Document excerpt -
Looking to the Example of Archbishop Oscar Romero

Like many, I’m hopeful about the new Jesuit pope from Latin America who takes the name Francis, but I’m concerned about reports of his silence during Argentina’s dirty war. I grieve, too, as we mark the tenth anniversary of the evil U.S. war on Iraq, to recall that few U.S. priests and bishops spoke out against our wasteful war. I think we need church leaders who speak out prophetically against war, poverty, nuclear weapons, and the destruction of the environment and point us to God’s reign of justice, disarmament and nonviolence. We all need to do that.
Shortly before he was killed, thirty three years ago this week, Archbishop Oscar Romero of El Salvador said, “If one day, they took our radio station away from us, closed the newspaper or didn’t let us speak; if they killed off all of our priests and the bishop too, then each one of you would have to be a microphone for God. Each one of you would have to be a messenger, a prophet.” I think the time has come for each one of us to lend our voice so that together we can be a prophetic people for peace and nonviolence. We all have to become microphones for the God of peace and nonviolence.

What you need to do -
1) In the reflection on Archbishop Oscar Romero, list everything the writer says church leaders should speak out against prophetically.
2) Continue the reflection on Archbishop Oscar Romero, starting after its final sentence.

Extracted material -
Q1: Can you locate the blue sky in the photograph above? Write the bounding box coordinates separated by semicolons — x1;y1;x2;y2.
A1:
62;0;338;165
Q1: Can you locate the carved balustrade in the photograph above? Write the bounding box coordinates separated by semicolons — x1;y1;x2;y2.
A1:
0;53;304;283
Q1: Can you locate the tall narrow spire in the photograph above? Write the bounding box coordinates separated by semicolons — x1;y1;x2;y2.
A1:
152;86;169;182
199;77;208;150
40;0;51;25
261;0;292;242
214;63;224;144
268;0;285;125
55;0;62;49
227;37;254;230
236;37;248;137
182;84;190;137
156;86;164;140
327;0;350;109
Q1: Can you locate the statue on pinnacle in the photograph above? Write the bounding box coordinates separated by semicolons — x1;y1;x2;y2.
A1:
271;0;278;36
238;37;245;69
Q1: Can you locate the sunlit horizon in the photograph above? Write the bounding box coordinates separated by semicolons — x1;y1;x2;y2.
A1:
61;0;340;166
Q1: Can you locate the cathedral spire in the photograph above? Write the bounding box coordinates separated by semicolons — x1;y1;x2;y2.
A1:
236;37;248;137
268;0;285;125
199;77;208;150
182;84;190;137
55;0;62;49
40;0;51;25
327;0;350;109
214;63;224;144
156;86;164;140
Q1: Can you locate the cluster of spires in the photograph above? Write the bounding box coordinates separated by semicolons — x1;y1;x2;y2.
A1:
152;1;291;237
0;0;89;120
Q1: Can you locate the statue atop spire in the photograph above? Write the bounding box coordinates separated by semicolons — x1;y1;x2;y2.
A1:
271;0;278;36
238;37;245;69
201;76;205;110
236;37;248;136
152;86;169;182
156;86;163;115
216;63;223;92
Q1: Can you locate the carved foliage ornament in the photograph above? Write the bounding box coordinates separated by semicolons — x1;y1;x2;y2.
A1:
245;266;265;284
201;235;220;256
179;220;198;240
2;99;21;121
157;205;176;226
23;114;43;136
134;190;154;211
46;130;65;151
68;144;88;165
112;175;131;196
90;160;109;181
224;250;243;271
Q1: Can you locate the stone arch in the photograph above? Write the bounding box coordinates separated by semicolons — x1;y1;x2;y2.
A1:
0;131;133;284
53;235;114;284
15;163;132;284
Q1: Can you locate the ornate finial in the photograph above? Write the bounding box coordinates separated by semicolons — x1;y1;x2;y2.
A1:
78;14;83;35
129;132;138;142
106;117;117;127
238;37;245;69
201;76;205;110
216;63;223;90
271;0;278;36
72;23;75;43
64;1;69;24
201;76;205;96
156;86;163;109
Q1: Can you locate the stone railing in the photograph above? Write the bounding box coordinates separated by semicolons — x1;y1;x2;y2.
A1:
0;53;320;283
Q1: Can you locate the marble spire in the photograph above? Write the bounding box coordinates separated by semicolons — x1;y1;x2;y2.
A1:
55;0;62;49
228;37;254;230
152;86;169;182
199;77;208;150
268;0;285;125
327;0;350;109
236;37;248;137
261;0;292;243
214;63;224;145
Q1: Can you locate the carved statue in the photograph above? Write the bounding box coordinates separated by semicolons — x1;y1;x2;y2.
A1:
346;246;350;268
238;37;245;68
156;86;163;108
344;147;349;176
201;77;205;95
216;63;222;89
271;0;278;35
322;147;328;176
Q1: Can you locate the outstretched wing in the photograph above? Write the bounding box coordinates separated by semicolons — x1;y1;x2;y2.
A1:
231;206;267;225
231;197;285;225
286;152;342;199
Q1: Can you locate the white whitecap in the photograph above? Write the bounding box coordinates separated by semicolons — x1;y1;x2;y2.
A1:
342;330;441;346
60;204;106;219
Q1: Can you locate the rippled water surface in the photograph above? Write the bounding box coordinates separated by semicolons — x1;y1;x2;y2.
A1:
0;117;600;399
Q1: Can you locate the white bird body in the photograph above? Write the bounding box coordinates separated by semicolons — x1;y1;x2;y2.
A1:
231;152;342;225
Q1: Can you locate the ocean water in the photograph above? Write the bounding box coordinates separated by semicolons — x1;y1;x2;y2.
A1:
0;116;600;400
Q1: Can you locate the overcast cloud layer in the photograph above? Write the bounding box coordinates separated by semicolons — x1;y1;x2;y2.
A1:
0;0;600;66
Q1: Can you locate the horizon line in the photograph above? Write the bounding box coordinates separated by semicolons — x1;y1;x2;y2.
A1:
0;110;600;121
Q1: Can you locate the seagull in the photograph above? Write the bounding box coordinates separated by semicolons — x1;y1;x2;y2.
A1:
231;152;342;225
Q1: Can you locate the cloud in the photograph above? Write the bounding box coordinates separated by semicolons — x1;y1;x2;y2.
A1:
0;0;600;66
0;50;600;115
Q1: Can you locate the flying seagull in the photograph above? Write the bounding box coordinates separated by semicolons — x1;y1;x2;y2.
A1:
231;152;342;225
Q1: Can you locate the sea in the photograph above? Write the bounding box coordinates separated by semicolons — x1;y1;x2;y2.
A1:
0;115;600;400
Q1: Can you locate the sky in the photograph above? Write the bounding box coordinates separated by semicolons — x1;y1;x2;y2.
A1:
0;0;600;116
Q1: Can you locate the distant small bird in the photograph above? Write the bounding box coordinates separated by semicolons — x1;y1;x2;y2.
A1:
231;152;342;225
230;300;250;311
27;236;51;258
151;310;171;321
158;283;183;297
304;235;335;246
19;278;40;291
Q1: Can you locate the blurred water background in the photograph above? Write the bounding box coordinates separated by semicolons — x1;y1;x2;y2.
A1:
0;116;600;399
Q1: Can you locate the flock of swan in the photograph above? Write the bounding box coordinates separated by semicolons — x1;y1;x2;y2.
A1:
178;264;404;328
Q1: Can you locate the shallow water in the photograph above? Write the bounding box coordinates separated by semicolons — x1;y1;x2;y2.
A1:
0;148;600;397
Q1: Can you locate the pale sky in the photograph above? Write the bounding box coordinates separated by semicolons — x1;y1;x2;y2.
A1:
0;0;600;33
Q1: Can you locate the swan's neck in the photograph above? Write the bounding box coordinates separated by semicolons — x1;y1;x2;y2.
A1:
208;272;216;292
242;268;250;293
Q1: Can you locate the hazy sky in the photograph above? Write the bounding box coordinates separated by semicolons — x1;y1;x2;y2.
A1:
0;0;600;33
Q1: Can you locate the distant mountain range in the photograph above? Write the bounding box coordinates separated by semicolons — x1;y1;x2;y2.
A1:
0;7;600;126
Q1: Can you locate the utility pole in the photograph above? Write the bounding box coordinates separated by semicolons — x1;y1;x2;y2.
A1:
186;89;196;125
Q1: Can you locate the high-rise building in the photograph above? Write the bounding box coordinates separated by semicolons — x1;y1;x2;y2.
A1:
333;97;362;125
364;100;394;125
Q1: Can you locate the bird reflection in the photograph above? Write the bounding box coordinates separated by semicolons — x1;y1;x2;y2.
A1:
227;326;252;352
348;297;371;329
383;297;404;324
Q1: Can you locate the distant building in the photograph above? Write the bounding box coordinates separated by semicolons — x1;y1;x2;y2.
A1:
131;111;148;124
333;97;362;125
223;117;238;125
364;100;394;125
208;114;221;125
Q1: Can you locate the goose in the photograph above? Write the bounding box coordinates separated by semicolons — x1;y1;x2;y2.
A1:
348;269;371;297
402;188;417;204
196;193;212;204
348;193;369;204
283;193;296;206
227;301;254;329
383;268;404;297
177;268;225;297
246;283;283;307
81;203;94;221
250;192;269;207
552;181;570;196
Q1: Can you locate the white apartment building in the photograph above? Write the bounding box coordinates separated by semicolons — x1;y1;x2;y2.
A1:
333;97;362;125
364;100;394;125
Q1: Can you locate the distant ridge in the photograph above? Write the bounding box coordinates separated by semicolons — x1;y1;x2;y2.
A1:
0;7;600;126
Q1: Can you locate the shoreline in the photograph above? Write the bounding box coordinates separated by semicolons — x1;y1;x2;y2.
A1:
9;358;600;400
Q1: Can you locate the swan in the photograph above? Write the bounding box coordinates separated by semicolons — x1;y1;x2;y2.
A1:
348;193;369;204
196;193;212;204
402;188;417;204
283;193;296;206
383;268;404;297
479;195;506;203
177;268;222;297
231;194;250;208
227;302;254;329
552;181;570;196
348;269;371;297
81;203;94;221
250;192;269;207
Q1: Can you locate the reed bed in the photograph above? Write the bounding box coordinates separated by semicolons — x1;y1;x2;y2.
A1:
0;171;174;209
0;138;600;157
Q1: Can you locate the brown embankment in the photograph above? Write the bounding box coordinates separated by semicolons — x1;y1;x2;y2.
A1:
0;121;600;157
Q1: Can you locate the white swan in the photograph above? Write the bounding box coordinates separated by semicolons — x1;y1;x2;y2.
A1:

Task-by-task results -
1)
- war
- poverty
- nuclear weapons
- the destruction of the environment

2)
This week I’ve been reading a wonderful new collection of stories about Archbishop Romero, called Monsenor Romero: Memories in Mosaic by Maria Lopez Vigil (Orbis, 2013). For many years, she collected stories by prominent churchworkers and ordinary “campesinos” who knew Romero personally. They are amazing and inspiring. Romero for me is one of history’s greatest Christian leaders, perhaps the most outspoken, Gospel-based leader we ever had. More than a saint and a martyr, he is a prophet in the same league as Jeremiah and Isaiah. Just knowing that he existed, that we live in the age of Romero, that any of us can follow Jesus like that, gives me strength.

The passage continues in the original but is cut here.